══ PROVIDED RECORDS ══

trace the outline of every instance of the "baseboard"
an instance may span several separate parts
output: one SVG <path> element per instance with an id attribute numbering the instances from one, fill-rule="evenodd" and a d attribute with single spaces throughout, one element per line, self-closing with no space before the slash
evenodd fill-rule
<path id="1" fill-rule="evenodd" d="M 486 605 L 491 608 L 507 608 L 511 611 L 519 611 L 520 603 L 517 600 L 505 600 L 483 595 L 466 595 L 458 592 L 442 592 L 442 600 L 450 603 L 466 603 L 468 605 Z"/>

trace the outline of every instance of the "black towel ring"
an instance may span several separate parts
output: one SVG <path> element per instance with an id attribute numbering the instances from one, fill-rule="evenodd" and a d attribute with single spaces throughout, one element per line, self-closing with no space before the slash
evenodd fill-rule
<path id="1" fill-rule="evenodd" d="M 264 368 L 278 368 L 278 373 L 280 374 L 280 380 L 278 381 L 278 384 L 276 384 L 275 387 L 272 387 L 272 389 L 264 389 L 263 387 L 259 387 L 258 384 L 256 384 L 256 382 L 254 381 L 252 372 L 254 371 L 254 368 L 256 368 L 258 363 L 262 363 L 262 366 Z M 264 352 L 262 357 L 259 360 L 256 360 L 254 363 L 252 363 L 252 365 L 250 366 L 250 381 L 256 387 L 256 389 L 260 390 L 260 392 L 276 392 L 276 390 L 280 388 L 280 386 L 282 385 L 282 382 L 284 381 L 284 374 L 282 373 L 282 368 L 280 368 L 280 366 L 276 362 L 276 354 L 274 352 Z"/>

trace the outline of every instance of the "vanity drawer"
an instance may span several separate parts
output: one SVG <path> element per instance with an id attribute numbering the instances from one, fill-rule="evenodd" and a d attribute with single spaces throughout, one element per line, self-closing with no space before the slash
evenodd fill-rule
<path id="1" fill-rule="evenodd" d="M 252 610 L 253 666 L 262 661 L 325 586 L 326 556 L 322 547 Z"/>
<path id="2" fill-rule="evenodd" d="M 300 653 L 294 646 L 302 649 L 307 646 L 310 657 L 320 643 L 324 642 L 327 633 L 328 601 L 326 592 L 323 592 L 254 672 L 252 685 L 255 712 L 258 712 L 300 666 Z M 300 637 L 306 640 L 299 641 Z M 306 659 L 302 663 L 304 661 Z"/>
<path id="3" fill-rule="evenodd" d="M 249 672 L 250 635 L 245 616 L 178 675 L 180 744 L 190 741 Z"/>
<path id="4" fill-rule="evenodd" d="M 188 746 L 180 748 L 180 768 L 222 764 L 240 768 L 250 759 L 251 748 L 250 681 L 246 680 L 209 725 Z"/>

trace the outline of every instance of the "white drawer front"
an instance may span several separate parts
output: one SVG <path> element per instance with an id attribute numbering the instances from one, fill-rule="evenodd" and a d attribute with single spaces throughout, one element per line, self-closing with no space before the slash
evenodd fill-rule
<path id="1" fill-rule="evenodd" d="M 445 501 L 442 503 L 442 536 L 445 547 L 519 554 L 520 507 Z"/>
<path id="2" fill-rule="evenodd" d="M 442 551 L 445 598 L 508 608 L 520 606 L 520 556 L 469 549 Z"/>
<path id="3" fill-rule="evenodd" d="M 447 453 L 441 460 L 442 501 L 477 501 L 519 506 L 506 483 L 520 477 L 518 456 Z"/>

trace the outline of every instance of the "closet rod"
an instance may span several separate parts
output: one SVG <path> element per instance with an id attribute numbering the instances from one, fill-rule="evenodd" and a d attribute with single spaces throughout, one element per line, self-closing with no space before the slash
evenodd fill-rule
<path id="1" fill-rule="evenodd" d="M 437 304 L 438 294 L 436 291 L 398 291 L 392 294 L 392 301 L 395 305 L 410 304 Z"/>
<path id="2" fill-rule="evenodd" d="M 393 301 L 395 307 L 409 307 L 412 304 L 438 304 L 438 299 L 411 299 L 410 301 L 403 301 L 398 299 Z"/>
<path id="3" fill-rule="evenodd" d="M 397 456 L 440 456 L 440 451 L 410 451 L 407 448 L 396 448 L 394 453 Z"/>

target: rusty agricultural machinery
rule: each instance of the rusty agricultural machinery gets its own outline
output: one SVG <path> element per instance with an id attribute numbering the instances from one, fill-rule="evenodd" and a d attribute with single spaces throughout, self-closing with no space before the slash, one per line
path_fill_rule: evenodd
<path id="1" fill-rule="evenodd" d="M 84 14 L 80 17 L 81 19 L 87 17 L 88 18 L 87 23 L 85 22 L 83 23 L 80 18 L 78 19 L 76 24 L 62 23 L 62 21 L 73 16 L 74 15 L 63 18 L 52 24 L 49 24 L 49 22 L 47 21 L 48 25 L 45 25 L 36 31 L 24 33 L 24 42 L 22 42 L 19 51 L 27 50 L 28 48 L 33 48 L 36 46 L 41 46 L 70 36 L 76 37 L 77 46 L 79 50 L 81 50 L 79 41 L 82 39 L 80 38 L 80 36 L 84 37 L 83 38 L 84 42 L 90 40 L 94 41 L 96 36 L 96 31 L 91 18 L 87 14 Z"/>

═══

PROBLEM TO SOLVE: Repeat the material in full, exactly as it reads.

YOUR SOLUTION:
trace the outline of every instance of the "baseboard"
an instance may span several separate parts
output: one SVG <path> element per instance with an id attribute numbering the instances from one, fill-rule="evenodd" and a d attribute with single spaces throughout, one element per line, self-closing with no space before the slash
evenodd fill-rule
<path id="1" fill-rule="evenodd" d="M 486 605 L 491 608 L 507 608 L 511 611 L 519 611 L 520 603 L 517 600 L 505 600 L 483 595 L 466 595 L 458 592 L 442 592 L 442 600 L 450 603 L 466 603 L 468 605 Z"/>

trace the outline of every instance of the "black towel ring"
an instance may span several separate parts
output: one SVG <path> element per instance with an id attribute numbering the instances from one, fill-rule="evenodd" and a d attribute with single spaces throughout, one element per line, self-closing with no space before the slash
evenodd fill-rule
<path id="1" fill-rule="evenodd" d="M 264 368 L 278 368 L 278 373 L 280 374 L 280 380 L 278 381 L 278 384 L 276 384 L 275 387 L 272 387 L 272 389 L 264 389 L 263 387 L 259 387 L 258 384 L 256 384 L 256 382 L 254 381 L 252 372 L 254 371 L 254 368 L 256 368 L 258 363 L 262 363 L 262 366 Z M 264 352 L 262 357 L 259 360 L 256 360 L 254 363 L 252 363 L 252 365 L 250 366 L 250 381 L 256 387 L 256 389 L 260 390 L 260 392 L 276 392 L 276 390 L 280 388 L 280 386 L 282 385 L 282 382 L 284 381 L 284 374 L 282 373 L 282 368 L 280 368 L 280 366 L 276 362 L 276 354 L 274 352 Z"/>

trace the outline of every instance of the "vanity drawer"
an instance may span several separate parts
output: one SVG <path> element per instance with an id attribute numbering the instances from one, fill-rule="evenodd" and a d attribute with single spaces throughout, one element per line, self-closing with no space before the slash
evenodd fill-rule
<path id="1" fill-rule="evenodd" d="M 252 610 L 253 666 L 262 661 L 325 586 L 326 556 L 322 547 Z"/>
<path id="2" fill-rule="evenodd" d="M 300 653 L 294 646 L 302 649 L 307 646 L 310 657 L 320 643 L 324 642 L 327 633 L 328 601 L 326 592 L 323 592 L 254 672 L 252 685 L 255 712 L 258 712 L 300 666 Z M 300 637 L 306 640 L 299 641 Z M 306 659 L 302 663 L 304 661 Z"/>
<path id="3" fill-rule="evenodd" d="M 249 672 L 250 635 L 245 616 L 178 675 L 180 744 L 190 741 Z"/>
<path id="4" fill-rule="evenodd" d="M 188 746 L 180 748 L 180 768 L 222 764 L 240 768 L 250 759 L 251 748 L 250 681 L 246 680 L 209 725 Z"/>

trace the outline of every instance of the "white drawer front"
an instance may span several separate parts
output: one SVG <path> element per instance with an id attribute numbering the instances from one, fill-rule="evenodd" and a d attribute with single spaces throughout, one element per line, self-closing with no space before the slash
evenodd fill-rule
<path id="1" fill-rule="evenodd" d="M 445 501 L 442 503 L 442 536 L 445 547 L 519 554 L 520 507 Z"/>
<path id="2" fill-rule="evenodd" d="M 442 551 L 445 598 L 508 608 L 520 606 L 520 556 L 469 549 Z"/>
<path id="3" fill-rule="evenodd" d="M 447 453 L 441 460 L 442 501 L 477 501 L 519 506 L 506 483 L 520 477 L 518 456 Z"/>

trace the outline of every instance of the "closet rod"
an instance may span several separate parts
output: one SVG <path> element per instance with an id attribute numbering the instances from one, fill-rule="evenodd" and a d attribute with single spaces throughout, one element per line, self-closing with no space before the slash
evenodd fill-rule
<path id="1" fill-rule="evenodd" d="M 437 304 L 438 294 L 436 291 L 398 291 L 392 294 L 392 301 L 395 305 L 410 304 Z"/>
<path id="2" fill-rule="evenodd" d="M 393 301 L 395 307 L 409 307 L 412 304 L 438 304 L 438 299 L 411 299 L 410 301 L 403 301 L 398 299 Z"/>
<path id="3" fill-rule="evenodd" d="M 397 456 L 440 456 L 440 451 L 410 451 L 407 448 L 396 448 L 394 453 Z"/>

target: rusty agricultural machinery
rule: each instance of the rusty agricultural machinery gets its own outline
output: one SVG <path> element per instance with an id attribute numbering the instances from one, fill-rule="evenodd" and a d attribute with single spaces throughout, self-closing with no space before the slash, one per line
path_fill_rule: evenodd
<path id="1" fill-rule="evenodd" d="M 84 14 L 80 17 L 81 19 L 87 17 L 88 18 L 87 23 L 85 22 L 83 23 L 80 18 L 78 19 L 76 24 L 62 23 L 62 21 L 73 16 L 74 15 L 63 18 L 52 24 L 49 24 L 49 22 L 47 21 L 48 25 L 45 25 L 36 31 L 24 33 L 24 42 L 22 42 L 19 51 L 27 50 L 28 48 L 33 48 L 36 46 L 41 46 L 70 36 L 76 37 L 77 46 L 79 50 L 81 50 L 79 41 L 82 39 L 80 38 L 80 36 L 84 37 L 83 38 L 84 42 L 90 40 L 94 41 L 96 36 L 96 31 L 91 18 L 87 14 Z"/>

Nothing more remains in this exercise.